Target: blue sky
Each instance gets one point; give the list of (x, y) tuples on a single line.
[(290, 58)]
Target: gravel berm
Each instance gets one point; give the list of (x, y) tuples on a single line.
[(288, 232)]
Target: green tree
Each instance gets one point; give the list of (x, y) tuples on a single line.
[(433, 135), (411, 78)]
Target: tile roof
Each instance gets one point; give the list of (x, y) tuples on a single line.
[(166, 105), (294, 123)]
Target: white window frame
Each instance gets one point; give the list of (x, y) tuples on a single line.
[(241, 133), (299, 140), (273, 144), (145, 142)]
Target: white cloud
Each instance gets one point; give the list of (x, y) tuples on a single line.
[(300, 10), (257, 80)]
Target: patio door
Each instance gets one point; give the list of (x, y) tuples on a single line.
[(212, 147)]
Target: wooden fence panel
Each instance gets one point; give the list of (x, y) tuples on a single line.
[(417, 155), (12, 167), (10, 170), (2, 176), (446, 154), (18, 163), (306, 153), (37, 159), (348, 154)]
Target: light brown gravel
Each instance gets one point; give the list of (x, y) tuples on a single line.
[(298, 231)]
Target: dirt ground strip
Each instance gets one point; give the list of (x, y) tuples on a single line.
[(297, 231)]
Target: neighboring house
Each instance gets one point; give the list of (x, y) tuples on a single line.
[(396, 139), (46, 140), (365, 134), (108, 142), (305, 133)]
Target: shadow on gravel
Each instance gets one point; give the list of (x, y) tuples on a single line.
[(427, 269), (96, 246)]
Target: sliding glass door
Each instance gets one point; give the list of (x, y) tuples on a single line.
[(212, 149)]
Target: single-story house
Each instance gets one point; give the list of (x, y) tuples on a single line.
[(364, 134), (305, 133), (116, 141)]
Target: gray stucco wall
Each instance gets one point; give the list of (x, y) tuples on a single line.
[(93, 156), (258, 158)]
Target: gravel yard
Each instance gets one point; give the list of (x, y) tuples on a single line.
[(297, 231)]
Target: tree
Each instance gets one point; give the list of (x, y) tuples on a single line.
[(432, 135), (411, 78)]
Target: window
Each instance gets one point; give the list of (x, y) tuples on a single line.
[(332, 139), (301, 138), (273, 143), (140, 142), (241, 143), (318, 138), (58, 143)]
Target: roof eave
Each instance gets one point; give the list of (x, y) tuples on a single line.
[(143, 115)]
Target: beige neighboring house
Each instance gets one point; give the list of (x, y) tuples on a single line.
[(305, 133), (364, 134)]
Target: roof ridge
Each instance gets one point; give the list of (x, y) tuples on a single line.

> _SET EXERCISE_:
Please reproduce all of the records above word for word, line by line.

> _SOLUTION TO THIS PROBLEM_:
Target: blue sky
Each instance gets one point; give the list of (x, y) tuples on a single line.
[(290, 58)]
Target: gravel berm
Each instance gets one point; give the list of (x, y) tuples on a single line.
[(288, 232)]
Target: green tree
Each instance gets one point; give the list of (x, y) tuples on a single line.
[(433, 135), (411, 78)]
Target: tile roof
Each instance gets one point; give the list of (x, y) tuples on a single line.
[(166, 105), (294, 123)]
Target: white window frame
Each instance gets one point; give the list of (x, y) tuples on a single line.
[(241, 133), (299, 140), (273, 144), (145, 142)]
Target: white cloud
Each instance gets one point; give the list of (x, y) tuples on a single line.
[(300, 10), (257, 80)]
Target: patio door
Each instance gets one point; give the list of (x, y) tuples on a single line.
[(212, 147)]
Target: wooden fence panel
Each instance gets one point; give the list of (x, y) tuples on a single line.
[(417, 155), (12, 167), (10, 170), (2, 176), (446, 154), (18, 163), (306, 153), (37, 159), (348, 154)]
Target: light brown gravel
Each instance gets one point; give the list of (x, y) tuples on a single line.
[(298, 231)]
Target: dirt ground strip
Each instance gets one point; give the list of (x, y) tuples on a single line.
[(297, 231)]
Target: neighboring house
Each instance gets one point; give the list of (x, y) tuples on a single line.
[(396, 139), (46, 140), (365, 134), (108, 142), (305, 133)]
Target: shadow on gravel
Each instance gets one point; give the list of (x, y) tuples on a single line.
[(427, 269), (96, 246)]
Target: sliding glass door
Each instance gets one point; give the list of (x, y) tuples on a single line.
[(212, 149)]
Target: single-story house
Each instance gets one point; give the list of (x, y) tuples on a single line.
[(364, 134), (305, 133), (116, 141)]
Target: gray stucco wall
Each instance gets one point; give the list of (x, y) tuples on a single line.
[(93, 156), (258, 158)]
Target: gravel yard
Each instance gets one point; give the list of (x, y) tuples on a single line.
[(297, 231)]
Target: tree
Each instance gets one point; give the list of (x, y) tuples on a single line.
[(432, 135), (411, 78)]
Target: window
Each instance gets one point; give the list of (x, y) tuples on a single line.
[(332, 139), (301, 138), (273, 143), (140, 142), (241, 143), (318, 138), (58, 143)]
Target: roof eave
Each instance gets one point; give the list of (x, y) tuples on a single line.
[(143, 115)]
Target: beige neighboring house
Each instance gets one point; give the list of (x, y) tuples on a single line.
[(305, 133), (364, 134)]
Target: roof ridge
Each instance gets one point; give the list of (x, y) tuples on a single line.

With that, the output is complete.